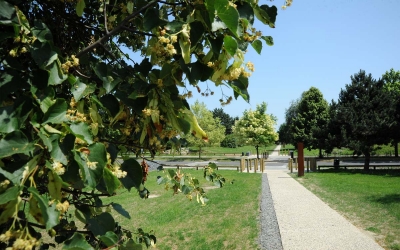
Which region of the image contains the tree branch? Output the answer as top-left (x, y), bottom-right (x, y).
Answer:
top-left (76, 0), bottom-right (158, 58)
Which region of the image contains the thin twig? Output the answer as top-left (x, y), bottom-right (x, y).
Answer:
top-left (76, 0), bottom-right (158, 57)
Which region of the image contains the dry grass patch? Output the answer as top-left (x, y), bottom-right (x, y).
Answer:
top-left (296, 170), bottom-right (400, 250)
top-left (104, 170), bottom-right (261, 250)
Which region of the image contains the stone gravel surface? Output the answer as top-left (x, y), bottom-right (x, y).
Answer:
top-left (263, 170), bottom-right (383, 250)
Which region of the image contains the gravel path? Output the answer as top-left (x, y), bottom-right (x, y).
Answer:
top-left (260, 174), bottom-right (283, 250)
top-left (263, 170), bottom-right (383, 250)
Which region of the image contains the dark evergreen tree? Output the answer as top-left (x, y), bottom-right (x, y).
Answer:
top-left (338, 70), bottom-right (394, 170)
top-left (212, 108), bottom-right (239, 135)
top-left (293, 87), bottom-right (329, 157)
top-left (382, 69), bottom-right (400, 157)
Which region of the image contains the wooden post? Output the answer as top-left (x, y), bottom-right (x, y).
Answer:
top-left (297, 142), bottom-right (304, 177)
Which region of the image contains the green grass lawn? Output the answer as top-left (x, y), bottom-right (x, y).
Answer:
top-left (104, 170), bottom-right (261, 250)
top-left (296, 170), bottom-right (400, 250)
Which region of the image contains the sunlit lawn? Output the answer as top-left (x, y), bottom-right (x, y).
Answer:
top-left (104, 170), bottom-right (261, 250)
top-left (296, 170), bottom-right (400, 250)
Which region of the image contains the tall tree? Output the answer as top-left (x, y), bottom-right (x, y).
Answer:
top-left (293, 87), bottom-right (329, 157)
top-left (232, 102), bottom-right (278, 158)
top-left (212, 108), bottom-right (239, 135)
top-left (185, 101), bottom-right (225, 158)
top-left (0, 0), bottom-right (291, 246)
top-left (282, 100), bottom-right (300, 147)
top-left (382, 69), bottom-right (400, 157)
top-left (338, 70), bottom-right (394, 170)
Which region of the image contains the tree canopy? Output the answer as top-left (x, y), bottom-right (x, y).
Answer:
top-left (0, 0), bottom-right (291, 249)
top-left (232, 102), bottom-right (278, 157)
top-left (337, 70), bottom-right (394, 170)
top-left (185, 101), bottom-right (225, 157)
top-left (292, 87), bottom-right (329, 156)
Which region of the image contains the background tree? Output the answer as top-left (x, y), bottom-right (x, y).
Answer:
top-left (382, 69), bottom-right (400, 157)
top-left (324, 100), bottom-right (345, 153)
top-left (338, 70), bottom-right (394, 170)
top-left (292, 87), bottom-right (329, 157)
top-left (185, 101), bottom-right (225, 158)
top-left (0, 0), bottom-right (284, 249)
top-left (278, 122), bottom-right (292, 144)
top-left (212, 108), bottom-right (239, 135)
top-left (282, 100), bottom-right (300, 147)
top-left (212, 108), bottom-right (239, 148)
top-left (232, 102), bottom-right (278, 158)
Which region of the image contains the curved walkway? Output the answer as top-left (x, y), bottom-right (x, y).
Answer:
top-left (260, 145), bottom-right (383, 250)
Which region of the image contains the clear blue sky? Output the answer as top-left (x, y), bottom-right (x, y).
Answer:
top-left (189, 0), bottom-right (400, 128)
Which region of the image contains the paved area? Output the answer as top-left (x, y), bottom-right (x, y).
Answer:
top-left (265, 146), bottom-right (383, 250)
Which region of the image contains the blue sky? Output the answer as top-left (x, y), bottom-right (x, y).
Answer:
top-left (189, 0), bottom-right (400, 128)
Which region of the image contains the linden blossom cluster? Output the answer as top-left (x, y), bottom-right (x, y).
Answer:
top-left (0, 227), bottom-right (40, 250)
top-left (149, 29), bottom-right (178, 65)
top-left (52, 161), bottom-right (65, 175)
top-left (61, 55), bottom-right (79, 73)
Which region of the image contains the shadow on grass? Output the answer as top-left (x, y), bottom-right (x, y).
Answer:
top-left (367, 194), bottom-right (400, 205)
top-left (314, 169), bottom-right (400, 177)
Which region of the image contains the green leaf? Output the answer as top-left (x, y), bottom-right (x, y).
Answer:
top-left (100, 94), bottom-right (119, 117)
top-left (31, 40), bottom-right (58, 69)
top-left (126, 1), bottom-right (133, 14)
top-left (103, 168), bottom-right (121, 195)
top-left (0, 0), bottom-right (15, 19)
top-left (228, 76), bottom-right (250, 102)
top-left (28, 187), bottom-right (60, 230)
top-left (47, 60), bottom-right (68, 85)
top-left (69, 122), bottom-right (93, 144)
top-left (143, 8), bottom-right (160, 31)
top-left (75, 0), bottom-right (86, 16)
top-left (49, 134), bottom-right (68, 165)
top-left (74, 143), bottom-right (107, 189)
top-left (224, 36), bottom-right (238, 56)
top-left (0, 196), bottom-right (21, 225)
top-left (68, 75), bottom-right (95, 101)
top-left (0, 186), bottom-right (21, 205)
top-left (32, 20), bottom-right (53, 43)
top-left (251, 40), bottom-right (262, 54)
top-left (100, 231), bottom-right (118, 247)
top-left (179, 34), bottom-right (190, 64)
top-left (43, 98), bottom-right (68, 124)
top-left (87, 213), bottom-right (115, 236)
top-left (74, 152), bottom-right (98, 189)
top-left (0, 101), bottom-right (32, 133)
top-left (121, 159), bottom-right (143, 191)
top-left (236, 1), bottom-right (254, 25)
top-left (214, 0), bottom-right (239, 36)
top-left (261, 36), bottom-right (274, 46)
top-left (253, 5), bottom-right (278, 28)
top-left (0, 130), bottom-right (34, 158)
top-left (62, 233), bottom-right (94, 250)
top-left (111, 203), bottom-right (131, 219)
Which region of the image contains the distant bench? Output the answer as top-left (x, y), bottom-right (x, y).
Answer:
top-left (163, 165), bottom-right (239, 171)
top-left (318, 163), bottom-right (400, 171)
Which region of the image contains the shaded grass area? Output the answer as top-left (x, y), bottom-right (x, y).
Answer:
top-left (296, 170), bottom-right (400, 250)
top-left (104, 170), bottom-right (261, 250)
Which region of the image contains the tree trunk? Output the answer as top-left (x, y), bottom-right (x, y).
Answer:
top-left (199, 147), bottom-right (201, 159)
top-left (364, 151), bottom-right (371, 170)
top-left (256, 145), bottom-right (260, 159)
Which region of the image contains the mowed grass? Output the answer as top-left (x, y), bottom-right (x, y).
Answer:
top-left (104, 170), bottom-right (261, 250)
top-left (296, 170), bottom-right (400, 250)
------------------------------------------------------------------------
Reproduce all of the rows above word for word, omitting the pictures.

▶ **Written reply**
Which region of the image contains the tree branch? Output the answer as top-left (x, y), bottom-right (x, y).
Answer:
top-left (76, 0), bottom-right (158, 58)
Which region of the image contains the thin twig? Output the answer as top-left (x, y), bottom-right (x, y).
Answer:
top-left (76, 0), bottom-right (158, 57)
Which region of the image contains the dry grass patch? Output the answer as top-left (x, y), bottom-right (x, y).
Answer:
top-left (296, 170), bottom-right (400, 250)
top-left (104, 170), bottom-right (261, 250)
Which region of the image contains the stone gravel surface? Output the answer as top-left (x, y), bottom-right (x, y).
Answer:
top-left (263, 170), bottom-right (383, 250)
Which region of the image contains the gravel path? Output the answer as top-left (x, y), bottom-right (x, y).
Answer:
top-left (260, 174), bottom-right (283, 250)
top-left (263, 170), bottom-right (383, 250)
Which region of the image contains the dark evergreen tree? Output the answer as top-left (x, y), bottom-right (x, y).
Answer:
top-left (338, 70), bottom-right (394, 170)
top-left (212, 108), bottom-right (239, 135)
top-left (293, 87), bottom-right (329, 157)
top-left (382, 69), bottom-right (400, 157)
Which region of the image contains the wooden post? Output the answer as top-left (x, y), bottom-right (x, y).
Answer:
top-left (297, 142), bottom-right (304, 177)
Which region of the image contains the green grass lawn? Output the answer as top-left (x, y), bottom-right (x, y).
Answer:
top-left (104, 170), bottom-right (261, 250)
top-left (296, 170), bottom-right (400, 250)
Which region of the image contains the sunlit lawn? Output the answer as top-left (x, y), bottom-right (x, y).
Answer:
top-left (104, 170), bottom-right (261, 250)
top-left (296, 170), bottom-right (400, 250)
Which region of the image contains the tall tree? Output the answer as top-left (x, y), bottom-right (x, y).
Answer:
top-left (293, 87), bottom-right (329, 157)
top-left (232, 102), bottom-right (278, 158)
top-left (212, 108), bottom-right (239, 135)
top-left (185, 101), bottom-right (225, 158)
top-left (0, 0), bottom-right (291, 246)
top-left (282, 100), bottom-right (300, 147)
top-left (382, 69), bottom-right (400, 157)
top-left (338, 70), bottom-right (394, 170)
Which region of the image contains the tree canopy? Output the answer as top-left (x, y), bottom-right (x, y).
Answer:
top-left (0, 0), bottom-right (291, 249)
top-left (232, 102), bottom-right (278, 157)
top-left (337, 70), bottom-right (394, 170)
top-left (185, 101), bottom-right (225, 157)
top-left (292, 87), bottom-right (329, 156)
Which region of the image contains the background tree? Output the answer as top-left (x, y), bottom-right (x, y).
Answer:
top-left (382, 69), bottom-right (400, 157)
top-left (324, 100), bottom-right (345, 153)
top-left (338, 70), bottom-right (394, 170)
top-left (292, 87), bottom-right (329, 157)
top-left (185, 101), bottom-right (225, 158)
top-left (0, 0), bottom-right (284, 249)
top-left (278, 122), bottom-right (292, 144)
top-left (212, 108), bottom-right (239, 135)
top-left (282, 100), bottom-right (300, 147)
top-left (212, 108), bottom-right (239, 148)
top-left (232, 102), bottom-right (278, 158)
Which region of the image contains the curved walkway? Output the answer as top-left (x, y), bottom-right (x, y).
Answer:
top-left (260, 145), bottom-right (383, 250)
Which region of the image contains the clear blue sky? Output the answer as top-left (x, y), bottom-right (x, y).
Answer:
top-left (189, 0), bottom-right (400, 128)
Which region of the image contains the paved area? Output the answer as top-left (x, y), bottom-right (x, y).
Answer:
top-left (265, 146), bottom-right (383, 250)
Which region of the image contains the blue sky? Output the answer as top-left (x, y), bottom-right (x, y).
Answer:
top-left (189, 0), bottom-right (400, 128)
Which region of the image contains the linden blossom cluster? Output the answer as top-left (x, y), bottom-right (x, y).
Answer:
top-left (0, 227), bottom-right (40, 250)
top-left (149, 29), bottom-right (178, 65)
top-left (52, 161), bottom-right (65, 175)
top-left (61, 55), bottom-right (79, 73)
Which region of the image contains the shadow on grass? Output the answer as top-left (x, y), bottom-right (x, y).
Answer:
top-left (367, 194), bottom-right (400, 205)
top-left (314, 169), bottom-right (400, 177)
Which region of the image contains the green leaf? Output the answer as top-left (x, y), bottom-right (x, y).
Answer:
top-left (100, 94), bottom-right (119, 117)
top-left (31, 40), bottom-right (58, 69)
top-left (126, 1), bottom-right (133, 14)
top-left (103, 168), bottom-right (121, 195)
top-left (0, 0), bottom-right (15, 19)
top-left (228, 76), bottom-right (250, 102)
top-left (28, 187), bottom-right (60, 230)
top-left (47, 60), bottom-right (68, 85)
top-left (69, 122), bottom-right (93, 144)
top-left (143, 8), bottom-right (160, 31)
top-left (75, 0), bottom-right (86, 16)
top-left (49, 134), bottom-right (68, 165)
top-left (74, 143), bottom-right (107, 189)
top-left (224, 36), bottom-right (238, 56)
top-left (0, 196), bottom-right (21, 225)
top-left (68, 75), bottom-right (95, 101)
top-left (0, 186), bottom-right (21, 205)
top-left (32, 20), bottom-right (53, 43)
top-left (251, 40), bottom-right (262, 54)
top-left (100, 231), bottom-right (118, 247)
top-left (179, 34), bottom-right (190, 64)
top-left (43, 98), bottom-right (68, 124)
top-left (87, 213), bottom-right (115, 236)
top-left (74, 152), bottom-right (98, 189)
top-left (0, 101), bottom-right (32, 133)
top-left (121, 159), bottom-right (143, 191)
top-left (236, 1), bottom-right (254, 25)
top-left (214, 0), bottom-right (239, 36)
top-left (261, 36), bottom-right (274, 46)
top-left (253, 5), bottom-right (278, 28)
top-left (0, 130), bottom-right (34, 158)
top-left (62, 233), bottom-right (94, 250)
top-left (111, 203), bottom-right (131, 219)
Which region of the image contains the distant bench? Output the answer as top-left (x, y), bottom-right (x, y).
Answer:
top-left (163, 165), bottom-right (239, 171)
top-left (318, 163), bottom-right (400, 171)
Which region of the image contains the shaded grass area? Output the answer as top-left (x, y), bottom-right (x, y).
Answer:
top-left (296, 170), bottom-right (400, 250)
top-left (104, 170), bottom-right (261, 250)
Which region of the image contains the tree trunk? Output the answer as top-left (x, y), bottom-right (x, y).
Answer:
top-left (199, 147), bottom-right (201, 159)
top-left (364, 151), bottom-right (371, 170)
top-left (256, 145), bottom-right (260, 159)
Which region of the image contains the mowed grass? Output the answer as top-left (x, y), bottom-right (x, y).
Answer:
top-left (104, 170), bottom-right (261, 250)
top-left (296, 170), bottom-right (400, 250)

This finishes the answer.